## Stated exercise
Turn every line of the listing below into a numbered list, skipping blank lines and omitting the pictures.

Saved entries
-----

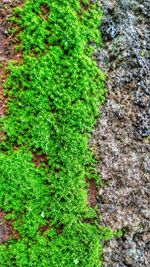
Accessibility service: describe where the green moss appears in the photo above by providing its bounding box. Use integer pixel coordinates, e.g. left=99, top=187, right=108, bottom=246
left=0, top=0, right=112, bottom=267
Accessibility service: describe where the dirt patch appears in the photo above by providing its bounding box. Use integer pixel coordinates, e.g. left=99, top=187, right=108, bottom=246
left=0, top=0, right=24, bottom=119
left=92, top=0, right=150, bottom=267
left=86, top=179, right=98, bottom=207
left=0, top=211, right=19, bottom=244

-----

## Response to this task
1. Accessibility service: describe where the green moss appears in the photo above by providing its bounding box. Use integer pixel coordinates, e.g. left=99, top=187, right=108, bottom=246
2. left=0, top=0, right=112, bottom=267
3. Accessibility service: describe where the dirt patch appears in the photo above by providing its bounding box. Use integer pixel coordinates, e.g. left=99, top=187, right=108, bottom=246
4. left=0, top=0, right=24, bottom=119
5. left=92, top=0, right=150, bottom=267
6. left=86, top=179, right=98, bottom=207
7. left=0, top=211, right=19, bottom=244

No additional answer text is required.